PASSAGE FOR REVIEW |
►
Advanced Configuration#

../../_images/ov_cloud_banner.jpg

This section describes implementing health checks and automated Vector restarts to improve application reliability and tracking. It also shows how to retrieve a streaming session identifier to tie a user to their application invocation logs.

Vector Health Check#

Create a new Health Check script:

nano vector_health_monitor.sh

Script overview#

  • PID-Based Monitoring: Uses process ID tracking to monitor Vector’s health status.

  • Automatic Restart: Restarts failed Vector processes automatically.

  • Health Check Loop: Continuously monitors Vector every 30 seconds using kill -0.

  • Startup Validation: Ensures Vector stabilizes for 15 seconds after restart before marking healthy.

  • Dual Logging: Outputs to both stdout and /tmp/kit_structured_logs.log.

Configuration variables (defaults shown):

  • VECTOR_HEALTH_CHECK_INTERVAL = 30 (seconds) — health check frequency

  • VECTOR_MAX_RESTART_ATTEMPTS = 3 — max restart attempts before giving up

  • VECTOR_RESTART_COOLDOWN = 60 (seconds) — wait time between restart attempts

  • VECTOR_CONFIG_PATH = “/tmp/vector.toml” — path to Vector config

  • VECTOR_BINARY_PATH = “/opt/vector/bin/vector” — Vector executable path

Health monitor script (copy into vector_health_monitor.sh):

#!/bin/bash

# Vector Health Monitor - PID-based health check service
# This script runs independently and monitors Vector's health via process checking

# Health check configuration
VECTOR_HEALTH_CHECK_INTERVAL=30  # Check every 30 seconds
VECTOR_MAX_RESTART_ATTEMPTS=3    # Maximum restarts before giving up
VECTOR_RESTART_COOLDOWN=60       # Wait 60 seconds between restarts
VECTOR_CONFIG_PATH="/tmp/vector.toml"
VECTOR_BINARY_PATH="/opt/vector/bin/vector"

# Logging function - outputs to both stdout and log file
log() {
    local message="[$(date '+%Y-%m-%d %H:%M:%S')] [HealthMonitor] $1"
    echo "$message"
    echo "$message" >> /tmp/kit_structured_logs.log
}

# Vector health check function - PID-based
vector_health_check() {
    local vector_pid=$(get_vector_pid)

    if [ -n "$vector_pid" ]; then
        # Check if process is actually running and responding
        if kill -0 "$vector_pid" 2>/dev/null; then
            log "Vector health check PASSED - PID $vector_pid is running"
            return 0
        else
            log "Vector health check FAILED - PID $vector_pid is not responding"
            return 1
        fi
    else
        log "Vector health check FAILED - No Vector process found"
        return 1
    fi
}

# Get Vector PID
get_vector_pid() {
    pgrep -f "vector --config $VECTOR_CONFIG_PATH" | head -1
}

# Stop Vector process
stop_vector() {
    local vector_pid=$(get_vector_pid)

    if [ -n "$vector_pid" ]; then
        log "Stopping Vector process (PID: $vector_pid)"
◄
Reproduce word for word part of the Vector health check page, starting at "This section describes" and stopping after "application invocation logs.". The data after this point comes from a different source than the Vector health check page.

ENTRIES SUPPLIED |
►
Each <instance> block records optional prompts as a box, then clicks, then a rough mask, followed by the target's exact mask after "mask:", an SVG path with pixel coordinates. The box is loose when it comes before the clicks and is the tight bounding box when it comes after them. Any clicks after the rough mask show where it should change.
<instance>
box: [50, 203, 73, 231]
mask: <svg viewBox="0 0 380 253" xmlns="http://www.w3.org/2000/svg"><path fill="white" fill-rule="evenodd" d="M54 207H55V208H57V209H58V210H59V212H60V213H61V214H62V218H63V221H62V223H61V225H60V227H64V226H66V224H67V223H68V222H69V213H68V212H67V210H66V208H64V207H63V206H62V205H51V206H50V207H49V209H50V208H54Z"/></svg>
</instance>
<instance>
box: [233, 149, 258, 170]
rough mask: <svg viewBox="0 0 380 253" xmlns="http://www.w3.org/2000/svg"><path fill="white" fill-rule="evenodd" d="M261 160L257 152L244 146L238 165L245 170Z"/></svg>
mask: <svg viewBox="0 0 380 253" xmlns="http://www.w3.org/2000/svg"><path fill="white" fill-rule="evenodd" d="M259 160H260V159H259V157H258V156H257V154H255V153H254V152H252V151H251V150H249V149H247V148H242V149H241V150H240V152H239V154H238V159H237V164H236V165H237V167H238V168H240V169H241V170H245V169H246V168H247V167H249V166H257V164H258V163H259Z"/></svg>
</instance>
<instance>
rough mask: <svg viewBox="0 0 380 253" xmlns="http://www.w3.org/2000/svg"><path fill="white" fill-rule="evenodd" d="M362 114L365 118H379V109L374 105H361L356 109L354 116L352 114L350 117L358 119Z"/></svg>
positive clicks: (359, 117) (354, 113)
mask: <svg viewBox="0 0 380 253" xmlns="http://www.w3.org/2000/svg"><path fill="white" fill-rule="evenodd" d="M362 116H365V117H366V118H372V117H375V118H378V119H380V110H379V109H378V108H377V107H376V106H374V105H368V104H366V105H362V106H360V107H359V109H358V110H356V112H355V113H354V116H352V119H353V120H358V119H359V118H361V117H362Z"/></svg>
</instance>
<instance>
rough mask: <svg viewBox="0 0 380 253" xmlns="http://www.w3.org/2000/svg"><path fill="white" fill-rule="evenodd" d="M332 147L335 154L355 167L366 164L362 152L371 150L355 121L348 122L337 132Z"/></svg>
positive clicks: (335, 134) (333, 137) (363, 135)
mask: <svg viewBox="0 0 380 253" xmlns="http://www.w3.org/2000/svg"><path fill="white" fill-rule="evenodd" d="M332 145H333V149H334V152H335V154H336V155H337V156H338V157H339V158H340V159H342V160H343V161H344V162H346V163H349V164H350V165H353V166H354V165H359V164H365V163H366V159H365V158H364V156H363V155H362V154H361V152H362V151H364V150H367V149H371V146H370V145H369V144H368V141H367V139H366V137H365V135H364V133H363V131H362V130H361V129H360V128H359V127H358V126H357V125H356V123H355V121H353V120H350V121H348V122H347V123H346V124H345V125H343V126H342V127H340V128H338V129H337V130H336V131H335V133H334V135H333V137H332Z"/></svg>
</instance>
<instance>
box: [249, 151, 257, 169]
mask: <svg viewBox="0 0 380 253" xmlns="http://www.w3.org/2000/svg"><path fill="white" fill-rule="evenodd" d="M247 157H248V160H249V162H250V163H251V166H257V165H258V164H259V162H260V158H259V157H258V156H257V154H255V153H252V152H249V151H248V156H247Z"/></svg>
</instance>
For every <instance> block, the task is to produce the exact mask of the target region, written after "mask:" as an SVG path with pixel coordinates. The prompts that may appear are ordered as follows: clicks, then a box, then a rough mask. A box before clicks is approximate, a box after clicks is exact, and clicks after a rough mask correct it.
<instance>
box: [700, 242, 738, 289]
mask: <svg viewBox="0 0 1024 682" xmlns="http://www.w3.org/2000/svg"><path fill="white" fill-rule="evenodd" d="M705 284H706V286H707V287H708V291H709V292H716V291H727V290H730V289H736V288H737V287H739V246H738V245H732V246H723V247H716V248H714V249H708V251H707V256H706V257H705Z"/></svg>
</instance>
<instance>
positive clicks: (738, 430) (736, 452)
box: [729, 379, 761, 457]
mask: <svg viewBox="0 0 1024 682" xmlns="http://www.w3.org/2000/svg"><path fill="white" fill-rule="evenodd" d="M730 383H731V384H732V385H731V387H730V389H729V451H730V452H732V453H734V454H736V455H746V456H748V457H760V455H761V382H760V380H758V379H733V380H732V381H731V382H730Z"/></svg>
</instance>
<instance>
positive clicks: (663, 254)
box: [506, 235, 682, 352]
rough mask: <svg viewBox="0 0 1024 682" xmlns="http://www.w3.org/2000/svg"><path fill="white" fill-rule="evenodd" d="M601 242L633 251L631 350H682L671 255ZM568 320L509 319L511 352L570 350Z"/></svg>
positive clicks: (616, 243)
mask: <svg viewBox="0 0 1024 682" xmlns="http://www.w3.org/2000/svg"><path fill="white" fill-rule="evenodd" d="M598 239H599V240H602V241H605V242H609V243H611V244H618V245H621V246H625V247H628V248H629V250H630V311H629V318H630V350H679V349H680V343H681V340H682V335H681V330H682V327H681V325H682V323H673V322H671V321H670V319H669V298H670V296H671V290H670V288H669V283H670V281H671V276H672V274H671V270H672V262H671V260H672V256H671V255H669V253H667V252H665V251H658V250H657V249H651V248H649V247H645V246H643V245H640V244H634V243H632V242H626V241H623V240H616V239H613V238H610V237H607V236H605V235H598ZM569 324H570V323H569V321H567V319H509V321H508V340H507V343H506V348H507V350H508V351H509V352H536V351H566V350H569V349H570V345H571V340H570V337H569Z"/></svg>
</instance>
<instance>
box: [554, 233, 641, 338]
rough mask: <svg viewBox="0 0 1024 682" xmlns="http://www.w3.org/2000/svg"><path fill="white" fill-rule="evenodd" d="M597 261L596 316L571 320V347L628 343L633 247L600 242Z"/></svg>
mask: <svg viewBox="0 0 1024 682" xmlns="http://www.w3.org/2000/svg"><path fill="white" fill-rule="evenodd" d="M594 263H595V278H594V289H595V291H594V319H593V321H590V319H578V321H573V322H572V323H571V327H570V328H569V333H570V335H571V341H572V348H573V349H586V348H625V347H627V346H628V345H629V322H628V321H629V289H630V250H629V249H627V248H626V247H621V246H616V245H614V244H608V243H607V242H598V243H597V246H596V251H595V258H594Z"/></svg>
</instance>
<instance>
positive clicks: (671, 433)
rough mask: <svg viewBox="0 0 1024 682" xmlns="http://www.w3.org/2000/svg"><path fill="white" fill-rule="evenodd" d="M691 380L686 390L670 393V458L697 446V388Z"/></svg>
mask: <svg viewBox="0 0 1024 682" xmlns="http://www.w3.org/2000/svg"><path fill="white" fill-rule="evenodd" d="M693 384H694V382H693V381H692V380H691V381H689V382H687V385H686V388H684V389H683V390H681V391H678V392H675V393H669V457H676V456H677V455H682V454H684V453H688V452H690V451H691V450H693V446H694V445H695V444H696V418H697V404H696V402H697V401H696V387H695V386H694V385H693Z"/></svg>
◄
►
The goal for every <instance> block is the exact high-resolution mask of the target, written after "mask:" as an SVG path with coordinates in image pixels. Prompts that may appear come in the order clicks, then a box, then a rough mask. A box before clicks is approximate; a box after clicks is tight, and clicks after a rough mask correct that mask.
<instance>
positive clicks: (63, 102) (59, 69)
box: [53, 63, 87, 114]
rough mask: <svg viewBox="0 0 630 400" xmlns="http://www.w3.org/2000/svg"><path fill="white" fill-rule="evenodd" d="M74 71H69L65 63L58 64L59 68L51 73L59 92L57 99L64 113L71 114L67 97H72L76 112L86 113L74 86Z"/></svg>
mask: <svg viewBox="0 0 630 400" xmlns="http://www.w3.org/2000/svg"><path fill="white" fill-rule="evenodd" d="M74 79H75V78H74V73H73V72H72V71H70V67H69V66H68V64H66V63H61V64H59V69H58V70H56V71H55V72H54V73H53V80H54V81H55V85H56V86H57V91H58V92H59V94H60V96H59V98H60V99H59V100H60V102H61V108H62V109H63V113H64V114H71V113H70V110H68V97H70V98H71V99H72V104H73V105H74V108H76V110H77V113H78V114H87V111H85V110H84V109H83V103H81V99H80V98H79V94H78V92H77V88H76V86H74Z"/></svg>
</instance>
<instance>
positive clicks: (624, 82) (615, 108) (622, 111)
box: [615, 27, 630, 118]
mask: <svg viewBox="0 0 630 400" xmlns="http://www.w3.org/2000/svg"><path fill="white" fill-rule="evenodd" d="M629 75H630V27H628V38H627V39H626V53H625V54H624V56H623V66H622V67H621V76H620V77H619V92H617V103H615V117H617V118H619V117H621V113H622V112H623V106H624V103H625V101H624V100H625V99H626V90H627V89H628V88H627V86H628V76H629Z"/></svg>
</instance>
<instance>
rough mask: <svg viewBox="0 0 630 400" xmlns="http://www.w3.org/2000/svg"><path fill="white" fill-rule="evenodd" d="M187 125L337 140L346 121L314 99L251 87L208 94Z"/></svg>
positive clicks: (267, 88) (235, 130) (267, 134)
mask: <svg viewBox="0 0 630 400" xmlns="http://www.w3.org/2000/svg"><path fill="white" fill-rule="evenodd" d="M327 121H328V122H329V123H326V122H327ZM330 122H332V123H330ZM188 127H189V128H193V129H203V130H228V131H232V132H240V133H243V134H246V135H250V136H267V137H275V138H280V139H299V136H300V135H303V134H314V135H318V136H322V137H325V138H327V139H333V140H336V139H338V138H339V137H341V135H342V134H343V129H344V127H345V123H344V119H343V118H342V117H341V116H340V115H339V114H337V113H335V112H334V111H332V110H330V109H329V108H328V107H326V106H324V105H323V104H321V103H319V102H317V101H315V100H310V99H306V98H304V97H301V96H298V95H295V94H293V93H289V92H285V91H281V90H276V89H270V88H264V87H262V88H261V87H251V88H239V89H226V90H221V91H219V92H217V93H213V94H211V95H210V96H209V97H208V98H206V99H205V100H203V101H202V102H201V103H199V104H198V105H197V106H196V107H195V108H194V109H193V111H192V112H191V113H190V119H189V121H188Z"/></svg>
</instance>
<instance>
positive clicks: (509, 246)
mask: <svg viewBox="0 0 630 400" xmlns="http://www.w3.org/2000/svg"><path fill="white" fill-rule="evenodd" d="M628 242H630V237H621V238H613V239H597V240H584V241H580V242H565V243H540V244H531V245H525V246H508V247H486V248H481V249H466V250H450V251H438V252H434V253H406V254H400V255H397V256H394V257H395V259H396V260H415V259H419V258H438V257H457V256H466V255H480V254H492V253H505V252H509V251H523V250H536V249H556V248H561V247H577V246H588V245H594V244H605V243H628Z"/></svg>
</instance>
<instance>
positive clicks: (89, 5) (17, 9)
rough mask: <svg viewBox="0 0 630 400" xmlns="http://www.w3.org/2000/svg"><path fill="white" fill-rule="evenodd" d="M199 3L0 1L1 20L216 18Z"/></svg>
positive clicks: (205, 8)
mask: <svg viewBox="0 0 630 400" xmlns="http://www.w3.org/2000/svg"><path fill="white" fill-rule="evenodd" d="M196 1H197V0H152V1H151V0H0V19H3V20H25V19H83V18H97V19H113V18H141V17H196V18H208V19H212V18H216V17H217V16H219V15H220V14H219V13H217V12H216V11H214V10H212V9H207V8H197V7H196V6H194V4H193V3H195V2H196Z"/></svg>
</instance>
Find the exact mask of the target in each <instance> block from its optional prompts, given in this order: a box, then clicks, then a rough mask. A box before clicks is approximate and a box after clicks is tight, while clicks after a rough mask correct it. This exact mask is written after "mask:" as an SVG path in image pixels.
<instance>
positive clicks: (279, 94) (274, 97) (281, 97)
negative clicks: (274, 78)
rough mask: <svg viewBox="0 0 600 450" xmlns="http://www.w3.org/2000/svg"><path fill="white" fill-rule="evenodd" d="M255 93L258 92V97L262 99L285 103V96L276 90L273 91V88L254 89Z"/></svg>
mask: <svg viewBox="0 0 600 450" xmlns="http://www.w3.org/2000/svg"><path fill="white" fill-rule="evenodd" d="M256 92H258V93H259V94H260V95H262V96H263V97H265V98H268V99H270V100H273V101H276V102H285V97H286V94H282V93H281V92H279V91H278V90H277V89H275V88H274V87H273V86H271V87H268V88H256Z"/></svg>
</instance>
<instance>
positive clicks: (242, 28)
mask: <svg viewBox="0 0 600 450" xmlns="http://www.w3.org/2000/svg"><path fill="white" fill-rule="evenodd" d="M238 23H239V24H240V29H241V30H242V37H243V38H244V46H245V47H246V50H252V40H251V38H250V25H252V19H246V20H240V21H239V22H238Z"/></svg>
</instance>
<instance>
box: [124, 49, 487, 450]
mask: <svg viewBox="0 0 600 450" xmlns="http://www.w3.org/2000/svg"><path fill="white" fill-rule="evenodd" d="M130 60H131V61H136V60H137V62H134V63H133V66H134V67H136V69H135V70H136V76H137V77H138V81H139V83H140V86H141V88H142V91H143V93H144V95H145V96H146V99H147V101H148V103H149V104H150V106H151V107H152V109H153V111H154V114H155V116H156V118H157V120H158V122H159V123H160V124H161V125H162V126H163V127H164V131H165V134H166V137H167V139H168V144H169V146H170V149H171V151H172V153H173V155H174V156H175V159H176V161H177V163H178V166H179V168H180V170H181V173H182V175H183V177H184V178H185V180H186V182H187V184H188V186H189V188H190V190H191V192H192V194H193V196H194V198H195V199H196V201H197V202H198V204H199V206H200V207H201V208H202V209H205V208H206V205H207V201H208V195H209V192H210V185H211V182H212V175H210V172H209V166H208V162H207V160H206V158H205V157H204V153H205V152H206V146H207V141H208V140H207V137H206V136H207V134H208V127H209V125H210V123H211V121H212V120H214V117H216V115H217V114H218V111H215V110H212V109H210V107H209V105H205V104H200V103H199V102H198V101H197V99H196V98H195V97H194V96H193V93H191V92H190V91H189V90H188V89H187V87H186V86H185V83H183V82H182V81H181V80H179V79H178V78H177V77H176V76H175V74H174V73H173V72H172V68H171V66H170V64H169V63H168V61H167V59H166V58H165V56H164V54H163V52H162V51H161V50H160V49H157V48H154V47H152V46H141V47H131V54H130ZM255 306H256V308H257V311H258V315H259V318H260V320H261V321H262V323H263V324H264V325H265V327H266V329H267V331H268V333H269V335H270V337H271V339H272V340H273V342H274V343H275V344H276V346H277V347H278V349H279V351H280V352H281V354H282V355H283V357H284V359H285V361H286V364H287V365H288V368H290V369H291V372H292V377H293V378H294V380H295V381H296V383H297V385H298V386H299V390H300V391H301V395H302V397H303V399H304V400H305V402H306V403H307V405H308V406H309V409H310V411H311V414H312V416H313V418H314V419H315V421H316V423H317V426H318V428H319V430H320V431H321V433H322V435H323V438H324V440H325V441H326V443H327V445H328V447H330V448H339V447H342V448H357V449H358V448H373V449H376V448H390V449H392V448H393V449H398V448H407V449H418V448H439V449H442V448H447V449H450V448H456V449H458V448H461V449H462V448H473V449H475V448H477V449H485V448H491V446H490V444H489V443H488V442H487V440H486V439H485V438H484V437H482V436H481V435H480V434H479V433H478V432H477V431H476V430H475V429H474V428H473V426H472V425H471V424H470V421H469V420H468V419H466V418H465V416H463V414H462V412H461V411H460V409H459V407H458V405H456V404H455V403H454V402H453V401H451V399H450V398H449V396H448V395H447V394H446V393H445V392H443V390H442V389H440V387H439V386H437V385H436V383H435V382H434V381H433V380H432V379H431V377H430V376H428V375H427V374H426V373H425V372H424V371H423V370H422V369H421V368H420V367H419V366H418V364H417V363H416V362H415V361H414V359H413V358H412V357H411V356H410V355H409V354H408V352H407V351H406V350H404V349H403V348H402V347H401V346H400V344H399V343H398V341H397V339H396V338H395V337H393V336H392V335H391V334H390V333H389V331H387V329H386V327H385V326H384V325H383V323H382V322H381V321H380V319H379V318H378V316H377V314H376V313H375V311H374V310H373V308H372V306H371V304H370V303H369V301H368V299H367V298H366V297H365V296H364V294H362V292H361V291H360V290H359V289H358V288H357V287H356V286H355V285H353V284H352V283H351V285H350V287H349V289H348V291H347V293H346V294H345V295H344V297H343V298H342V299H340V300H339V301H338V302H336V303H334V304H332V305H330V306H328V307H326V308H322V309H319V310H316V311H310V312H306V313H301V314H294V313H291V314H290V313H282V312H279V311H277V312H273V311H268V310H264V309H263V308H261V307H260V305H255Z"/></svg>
◄
WRITTEN SOLUTION |
This section describes implementing health checks and automated Vector restarts to improve application reliability and tracking. It also shows how to retrieve a streaming session identifier to tie a user to their application invocation logs.